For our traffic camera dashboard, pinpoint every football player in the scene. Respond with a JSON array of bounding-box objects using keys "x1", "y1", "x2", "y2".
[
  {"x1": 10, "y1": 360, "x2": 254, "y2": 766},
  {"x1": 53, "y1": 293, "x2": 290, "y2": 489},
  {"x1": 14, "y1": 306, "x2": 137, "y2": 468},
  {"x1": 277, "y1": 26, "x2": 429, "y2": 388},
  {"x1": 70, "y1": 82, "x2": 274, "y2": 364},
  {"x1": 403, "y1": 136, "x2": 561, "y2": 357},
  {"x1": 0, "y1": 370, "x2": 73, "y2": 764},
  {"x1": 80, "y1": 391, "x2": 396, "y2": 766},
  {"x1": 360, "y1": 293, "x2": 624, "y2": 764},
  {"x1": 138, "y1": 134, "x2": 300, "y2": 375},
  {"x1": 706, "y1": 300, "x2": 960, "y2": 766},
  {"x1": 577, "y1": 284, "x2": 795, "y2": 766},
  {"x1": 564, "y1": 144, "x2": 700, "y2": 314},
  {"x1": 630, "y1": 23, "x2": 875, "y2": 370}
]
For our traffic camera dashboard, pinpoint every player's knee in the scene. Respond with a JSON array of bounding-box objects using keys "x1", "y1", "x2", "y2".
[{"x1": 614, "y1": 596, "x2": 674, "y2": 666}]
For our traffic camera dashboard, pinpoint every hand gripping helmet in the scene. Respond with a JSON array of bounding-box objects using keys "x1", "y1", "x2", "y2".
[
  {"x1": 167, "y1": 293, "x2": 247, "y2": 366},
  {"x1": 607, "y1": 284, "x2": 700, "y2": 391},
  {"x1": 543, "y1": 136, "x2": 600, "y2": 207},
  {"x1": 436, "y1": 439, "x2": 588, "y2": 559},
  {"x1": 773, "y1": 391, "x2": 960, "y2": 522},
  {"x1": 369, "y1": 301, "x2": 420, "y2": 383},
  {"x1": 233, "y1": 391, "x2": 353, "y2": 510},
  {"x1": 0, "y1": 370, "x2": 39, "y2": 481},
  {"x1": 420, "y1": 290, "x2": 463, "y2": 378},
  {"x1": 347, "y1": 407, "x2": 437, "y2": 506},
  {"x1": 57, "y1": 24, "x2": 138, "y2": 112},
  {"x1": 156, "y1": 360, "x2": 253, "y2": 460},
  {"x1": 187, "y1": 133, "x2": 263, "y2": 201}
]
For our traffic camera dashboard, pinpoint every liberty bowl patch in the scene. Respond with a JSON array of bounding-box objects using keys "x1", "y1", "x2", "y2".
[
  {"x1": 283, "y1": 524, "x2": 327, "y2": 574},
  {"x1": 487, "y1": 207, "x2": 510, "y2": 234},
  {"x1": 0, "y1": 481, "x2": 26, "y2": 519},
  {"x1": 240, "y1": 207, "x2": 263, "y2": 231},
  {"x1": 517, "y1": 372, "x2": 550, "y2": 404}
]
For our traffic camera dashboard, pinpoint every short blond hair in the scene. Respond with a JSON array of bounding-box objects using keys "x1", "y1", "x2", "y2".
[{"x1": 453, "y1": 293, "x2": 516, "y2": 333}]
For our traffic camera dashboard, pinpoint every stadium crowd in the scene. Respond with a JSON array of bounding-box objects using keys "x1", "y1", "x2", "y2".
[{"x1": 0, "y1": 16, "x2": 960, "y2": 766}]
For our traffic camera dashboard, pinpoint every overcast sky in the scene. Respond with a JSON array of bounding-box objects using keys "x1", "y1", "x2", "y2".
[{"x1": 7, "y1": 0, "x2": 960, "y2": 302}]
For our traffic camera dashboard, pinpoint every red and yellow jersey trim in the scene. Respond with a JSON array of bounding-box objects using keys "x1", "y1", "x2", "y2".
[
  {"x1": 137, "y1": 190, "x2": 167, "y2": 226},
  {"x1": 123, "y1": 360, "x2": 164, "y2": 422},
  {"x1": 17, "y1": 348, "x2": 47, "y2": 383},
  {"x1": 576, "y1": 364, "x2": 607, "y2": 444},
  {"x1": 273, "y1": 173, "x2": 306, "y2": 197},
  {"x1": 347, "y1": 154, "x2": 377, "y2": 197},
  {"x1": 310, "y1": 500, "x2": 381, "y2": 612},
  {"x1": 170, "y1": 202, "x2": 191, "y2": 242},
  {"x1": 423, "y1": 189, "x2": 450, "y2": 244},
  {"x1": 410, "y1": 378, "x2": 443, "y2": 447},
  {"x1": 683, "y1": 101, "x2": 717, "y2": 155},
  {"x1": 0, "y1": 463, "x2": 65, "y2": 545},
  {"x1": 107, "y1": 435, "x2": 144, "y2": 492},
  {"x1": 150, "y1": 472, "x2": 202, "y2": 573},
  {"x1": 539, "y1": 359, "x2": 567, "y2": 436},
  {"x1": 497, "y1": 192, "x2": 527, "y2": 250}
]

Required task >> Can you reproduce everything from the line containing "For our traffic camera dashboard, pinpoint every red" down to the last line, adding 90 to every bounding-box coordinate in the answers?

Response for this exercise >>
For our traffic camera dashboard, pinpoint every red and yellow jersey trim in the scene. Respond with a JSON array of bounding-box objects using keys "x1", "y1", "x2", "y2".
[
  {"x1": 227, "y1": 280, "x2": 257, "y2": 316},
  {"x1": 213, "y1": 450, "x2": 254, "y2": 512},
  {"x1": 107, "y1": 438, "x2": 137, "y2": 473},
  {"x1": 666, "y1": 454, "x2": 697, "y2": 534},
  {"x1": 363, "y1": 263, "x2": 396, "y2": 287},
  {"x1": 437, "y1": 244, "x2": 467, "y2": 287},
  {"x1": 400, "y1": 590, "x2": 471, "y2": 702},
  {"x1": 260, "y1": 292, "x2": 281, "y2": 332},
  {"x1": 513, "y1": 279, "x2": 540, "y2": 334},
  {"x1": 500, "y1": 468, "x2": 533, "y2": 537},
  {"x1": 773, "y1": 191, "x2": 807, "y2": 245},
  {"x1": 90, "y1": 553, "x2": 155, "y2": 635},
  {"x1": 197, "y1": 525, "x2": 234, "y2": 582},
  {"x1": 240, "y1": 562, "x2": 292, "y2": 663},
  {"x1": 629, "y1": 449, "x2": 657, "y2": 526},
  {"x1": 587, "y1": 282, "x2": 617, "y2": 340}
]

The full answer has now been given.